In the entries below, find the line containing "Category: family group". Write out that line and all lines after it, exactly, and nothing else.

*** GIVEN DATA Section Begins ***

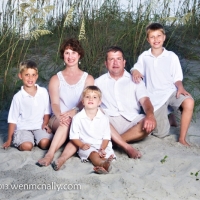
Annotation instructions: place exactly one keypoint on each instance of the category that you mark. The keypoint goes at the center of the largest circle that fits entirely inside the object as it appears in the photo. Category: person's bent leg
(69, 150)
(25, 146)
(116, 137)
(58, 140)
(186, 116)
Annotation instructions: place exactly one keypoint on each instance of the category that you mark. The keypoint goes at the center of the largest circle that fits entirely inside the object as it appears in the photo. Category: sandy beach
(166, 171)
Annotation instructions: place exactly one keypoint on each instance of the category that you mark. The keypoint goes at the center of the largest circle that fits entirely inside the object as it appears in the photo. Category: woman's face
(71, 57)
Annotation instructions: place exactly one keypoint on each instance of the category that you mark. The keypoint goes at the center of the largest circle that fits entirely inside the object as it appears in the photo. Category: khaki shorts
(33, 136)
(161, 114)
(121, 124)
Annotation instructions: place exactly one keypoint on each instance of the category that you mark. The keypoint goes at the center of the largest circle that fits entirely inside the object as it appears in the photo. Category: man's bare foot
(183, 142)
(133, 153)
(58, 163)
(45, 161)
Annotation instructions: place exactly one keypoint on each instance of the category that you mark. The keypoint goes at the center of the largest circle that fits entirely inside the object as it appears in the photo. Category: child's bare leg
(25, 146)
(70, 150)
(187, 106)
(172, 120)
(44, 143)
(132, 153)
(58, 140)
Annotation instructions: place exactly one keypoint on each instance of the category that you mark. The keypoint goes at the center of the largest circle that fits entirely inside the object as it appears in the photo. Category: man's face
(115, 64)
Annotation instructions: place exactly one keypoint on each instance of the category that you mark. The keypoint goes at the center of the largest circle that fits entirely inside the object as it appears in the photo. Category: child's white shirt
(27, 111)
(160, 74)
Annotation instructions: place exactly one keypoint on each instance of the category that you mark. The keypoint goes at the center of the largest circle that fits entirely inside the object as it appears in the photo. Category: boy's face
(156, 39)
(91, 100)
(29, 77)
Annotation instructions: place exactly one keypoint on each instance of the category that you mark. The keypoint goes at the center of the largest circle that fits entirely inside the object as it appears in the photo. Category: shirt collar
(25, 94)
(125, 74)
(163, 54)
(83, 114)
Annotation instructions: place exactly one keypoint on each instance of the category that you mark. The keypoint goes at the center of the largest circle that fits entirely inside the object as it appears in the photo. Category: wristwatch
(76, 109)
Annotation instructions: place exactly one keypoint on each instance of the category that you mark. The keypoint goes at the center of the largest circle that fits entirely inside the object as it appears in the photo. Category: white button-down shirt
(27, 111)
(160, 74)
(90, 131)
(121, 97)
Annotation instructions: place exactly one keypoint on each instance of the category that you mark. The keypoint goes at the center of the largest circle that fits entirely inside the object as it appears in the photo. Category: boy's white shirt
(90, 131)
(26, 111)
(160, 74)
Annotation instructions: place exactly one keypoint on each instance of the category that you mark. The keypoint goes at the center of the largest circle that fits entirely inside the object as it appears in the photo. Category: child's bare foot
(183, 142)
(133, 153)
(58, 163)
(45, 161)
(106, 166)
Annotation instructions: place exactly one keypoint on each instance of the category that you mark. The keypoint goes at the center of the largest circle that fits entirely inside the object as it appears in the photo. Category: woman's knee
(25, 146)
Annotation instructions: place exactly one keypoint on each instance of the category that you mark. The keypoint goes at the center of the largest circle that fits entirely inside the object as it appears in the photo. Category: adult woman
(65, 90)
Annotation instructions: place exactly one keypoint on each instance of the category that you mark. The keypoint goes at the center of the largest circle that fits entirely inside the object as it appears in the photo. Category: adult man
(121, 101)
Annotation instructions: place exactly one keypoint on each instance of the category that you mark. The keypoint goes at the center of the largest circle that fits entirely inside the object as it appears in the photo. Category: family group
(84, 115)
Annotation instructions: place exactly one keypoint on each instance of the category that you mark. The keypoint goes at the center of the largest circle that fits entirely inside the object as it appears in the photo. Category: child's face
(91, 100)
(156, 39)
(29, 77)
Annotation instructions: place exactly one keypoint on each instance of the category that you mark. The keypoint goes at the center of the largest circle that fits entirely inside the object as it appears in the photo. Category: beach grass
(35, 30)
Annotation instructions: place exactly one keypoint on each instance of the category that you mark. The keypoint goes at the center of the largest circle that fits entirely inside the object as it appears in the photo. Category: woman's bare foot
(106, 166)
(58, 163)
(45, 161)
(133, 153)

*** GIVEN DATA Section Ends ***

- SOLUTION FOR THIS PROBLEM:
Annotation instructions: place exactly one keypoint on each instance of the category that you mark. The keypoint goes at the center of the largest circle that fits entirely inside the object as it appears in the photo. Category: family group
(84, 115)
Annotation instructions: place exactly one keypoint on each instance of the category that you mark. The keypoint goes at the center of the largest circle that fits entirely inside the object as it appears in the photo. Category: child's face
(91, 100)
(156, 39)
(29, 77)
Annotation instructions: place exactly one keypoint on each instance of the category that you mark. The keypoint goes at the center of the largest circle that fits entirely inside the object as it appears in the photo. Category: beach grass
(35, 30)
Annotation instructions: place exactly one keypoint on each instance of the category that you mark. The keypoint goes at the center of the largest circle that fits entirely inside the object as it appears in the photo. Category: woman's bare foot
(106, 166)
(58, 163)
(45, 161)
(133, 153)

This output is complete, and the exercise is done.